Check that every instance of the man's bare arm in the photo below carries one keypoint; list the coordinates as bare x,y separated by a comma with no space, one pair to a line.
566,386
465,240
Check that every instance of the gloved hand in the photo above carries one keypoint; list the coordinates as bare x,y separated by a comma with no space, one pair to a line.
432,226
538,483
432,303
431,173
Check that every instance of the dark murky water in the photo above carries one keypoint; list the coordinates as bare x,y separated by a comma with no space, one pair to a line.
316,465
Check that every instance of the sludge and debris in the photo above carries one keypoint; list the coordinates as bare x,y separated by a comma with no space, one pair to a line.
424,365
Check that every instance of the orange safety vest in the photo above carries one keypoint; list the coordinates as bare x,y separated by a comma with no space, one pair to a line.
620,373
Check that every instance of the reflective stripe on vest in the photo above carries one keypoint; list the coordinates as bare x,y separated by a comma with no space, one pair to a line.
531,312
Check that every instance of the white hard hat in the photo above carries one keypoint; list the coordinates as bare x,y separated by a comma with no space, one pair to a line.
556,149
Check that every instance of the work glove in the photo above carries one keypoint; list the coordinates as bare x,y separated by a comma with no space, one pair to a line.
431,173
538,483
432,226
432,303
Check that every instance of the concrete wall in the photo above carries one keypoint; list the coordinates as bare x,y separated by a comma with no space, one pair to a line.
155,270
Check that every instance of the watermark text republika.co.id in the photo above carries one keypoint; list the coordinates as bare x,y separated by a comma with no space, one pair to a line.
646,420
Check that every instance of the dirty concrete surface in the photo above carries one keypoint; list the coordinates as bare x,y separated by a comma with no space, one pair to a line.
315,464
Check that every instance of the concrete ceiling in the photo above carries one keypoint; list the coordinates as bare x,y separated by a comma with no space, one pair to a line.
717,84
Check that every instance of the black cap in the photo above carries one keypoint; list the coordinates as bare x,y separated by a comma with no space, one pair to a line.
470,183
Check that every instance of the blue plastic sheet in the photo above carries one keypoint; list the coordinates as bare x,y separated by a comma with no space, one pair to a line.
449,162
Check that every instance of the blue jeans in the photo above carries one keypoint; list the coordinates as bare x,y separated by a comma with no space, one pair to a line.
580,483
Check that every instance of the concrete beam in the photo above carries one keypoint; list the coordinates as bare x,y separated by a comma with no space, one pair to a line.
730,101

= = = =

**TO DO**
Quote each line above in full, word for word.

**RESPONSE TO THIS TASK**
Check that every instance of the man's bare arm in the photo below carries one keypoint; list the coordinates as bare x,y separated by a comma with no space, one pair to a line.
566,386
465,240
Check that every instance of the gloved hand in the photo above carries one keypoint; list the coordinates as bare x,y separated by a comma with no space, one pair to a line.
432,226
538,483
432,303
431,173
Check that every instance of the dark murky water in the photo above carries one keypoint; list the coordinates as bare x,y separated by a comma with no space, one pair to a line.
316,465
Check that every instance of the sludge and debris in the photo above carries one keypoint; list the coordinates as bare x,y separated by a comma with no space, one pair to a line.
424,365
Check that every instance of the orange safety vest in the photo above carries one keypoint; list the coordinates as bare x,y separated by a comma with no space, one pair to a line.
620,373
Check that every instance of the reflective stripe on vest in the photo above carries one keypoint; list the coordinates as bare x,y separated by a comma with no space, one pair to a line.
531,312
Check that every instance of the white hard hat in the photo above carries one keypoint; list the coordinates as bare x,y separated by a comma with no space, one pair to a line.
556,149
Check that every instance of the work glove in the photo above carries one keypoint; list the coordinates as bare x,y separated by a comma with no space, one pair to a line.
431,173
538,483
432,226
432,303
Check that every instance of the concrete wall in the photo above carries one keypoint; list the coordinates as bare x,y separated by a comma with no space, one pair to a line.
155,270
Check that every instance of the watermark text republika.co.id in the photo above carries one keypoint; list the coordinates as bare x,y separated by a comma with no space, one pair to a line.
646,420
Check that every instance of the dirty concrete surface in the photo above carries one keypoint; list the coordinates as bare x,y separated by a comma with no space, one pair to a line.
315,464
Check that every instance of the concrete ceiling in the photo above carries one keypoint; list the coordinates as bare x,y separated by a comma with no space, one pair to a line.
717,84
Check that every instance of the black cap in the photo above carries one keypoint; list the coordinates as bare x,y separated by a comma with no space, one pair to a line.
470,183
Check that every instance of the blue plastic sheet in the photo above carries one keypoint; list the coordinates as bare x,y separated by a comma with no space, one pair to a line.
449,162
Check that every instance of the blue jeans in the photo above carries one keypoint; list the coordinates as bare x,y separated by a comma with no space, one pair to a line.
580,483
Check that every instance of the concrete beam in the photo above carries one keypoint; list the coordinates as bare x,y separated by a comma with no space, one pair to a line.
730,101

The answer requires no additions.